ENTRIES SHOWN Start Marker

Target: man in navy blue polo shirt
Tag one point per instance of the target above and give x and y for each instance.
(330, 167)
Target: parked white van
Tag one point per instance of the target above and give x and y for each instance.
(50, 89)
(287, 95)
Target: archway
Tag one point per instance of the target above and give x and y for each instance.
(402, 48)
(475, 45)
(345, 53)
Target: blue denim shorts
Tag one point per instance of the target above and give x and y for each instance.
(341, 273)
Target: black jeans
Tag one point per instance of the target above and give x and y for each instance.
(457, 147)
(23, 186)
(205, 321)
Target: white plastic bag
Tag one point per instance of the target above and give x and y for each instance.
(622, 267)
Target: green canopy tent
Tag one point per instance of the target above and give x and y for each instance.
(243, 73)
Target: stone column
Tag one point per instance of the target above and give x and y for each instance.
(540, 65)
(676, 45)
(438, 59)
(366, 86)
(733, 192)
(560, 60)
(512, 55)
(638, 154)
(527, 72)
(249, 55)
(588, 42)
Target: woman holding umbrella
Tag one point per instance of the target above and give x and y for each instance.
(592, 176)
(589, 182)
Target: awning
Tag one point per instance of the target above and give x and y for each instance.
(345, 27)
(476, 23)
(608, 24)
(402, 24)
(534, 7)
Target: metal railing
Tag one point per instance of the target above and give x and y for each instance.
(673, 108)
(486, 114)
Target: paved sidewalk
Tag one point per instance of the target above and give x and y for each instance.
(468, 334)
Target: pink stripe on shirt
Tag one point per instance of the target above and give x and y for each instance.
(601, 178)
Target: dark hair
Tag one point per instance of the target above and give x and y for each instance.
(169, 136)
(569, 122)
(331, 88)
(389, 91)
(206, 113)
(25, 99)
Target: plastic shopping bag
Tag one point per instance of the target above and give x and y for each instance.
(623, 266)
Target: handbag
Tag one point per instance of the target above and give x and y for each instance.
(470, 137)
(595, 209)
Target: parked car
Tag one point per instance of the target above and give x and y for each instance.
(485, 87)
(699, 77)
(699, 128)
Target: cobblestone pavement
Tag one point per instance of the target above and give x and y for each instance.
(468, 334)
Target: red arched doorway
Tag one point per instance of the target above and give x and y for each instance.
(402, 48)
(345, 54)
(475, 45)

ENTRIES SHOWN End Marker

## YOUR GOAL:
Repeat the material in full. Change nothing.

## ANSWER SPACE:
Target: man in navy blue polo shirt
Tag one point per instance of the target above and give x and y for each instance.
(330, 167)
Target: parked white van
Tag one point per instance of the target above and give x and y for each instance.
(50, 89)
(287, 95)
Target: archway
Tag one point per instance of the target above and give x and y for each instance.
(402, 48)
(475, 45)
(345, 53)
Target: blue denim shorts
Tag one point per instance of the target above and give x and y for each instance.
(341, 273)
Target: black jeans
Tag one point per instance of the target above and give x and y for each instance.
(457, 147)
(23, 186)
(205, 321)
Target: white plastic bag
Tag one point per instance of the target above and give x and y for each instance.
(622, 267)
Target: green canopy tent
Tag one point per instance of the target above and give x and y for each instance.
(243, 73)
Target: stone column
Tag one point per instance of the target above and give x and y for each instance.
(540, 65)
(676, 45)
(438, 59)
(366, 86)
(733, 192)
(560, 60)
(512, 55)
(638, 154)
(527, 72)
(249, 55)
(588, 42)
Target: woman holding umbrella
Tag one point per instance of the target above and give x and y for each instance.
(592, 176)
(589, 182)
Target: awning
Tag one point per instance of the target above and give x and y for each instance.
(345, 27)
(476, 23)
(608, 24)
(402, 24)
(534, 7)
Target: metal railing
Tag one point per instance of the target above and give x and y for each instance.
(673, 108)
(486, 114)
Target: paved sidewalk
Tag one point per instance of the target above and give x and y for each instance.
(468, 334)
Target: pink stripe on shirt
Tag one point per instance of the target above and give x and y for each instance.
(601, 178)
Target: dark hair
Tag one point per instance of the target above and give x and y for each instance.
(169, 136)
(569, 122)
(331, 88)
(389, 91)
(206, 113)
(25, 99)
Target: plastic shopping bag
Tag one point per instance of the target above and give x and y for each instance.
(623, 266)
Target: handbag
Tag one point per instance of the target above and give x and y for each instance.
(470, 137)
(595, 209)
Target: parked car
Tag one point per instance of the target above and give x and y for each instance.
(485, 87)
(699, 77)
(699, 128)
Target: cobblestone pavement
Tag one point per instance of the target above and give x and y for each instance.
(468, 334)
Target: red arched doorway
Tag one point per instance of the target above and give x and y for each instance.
(402, 48)
(345, 54)
(475, 45)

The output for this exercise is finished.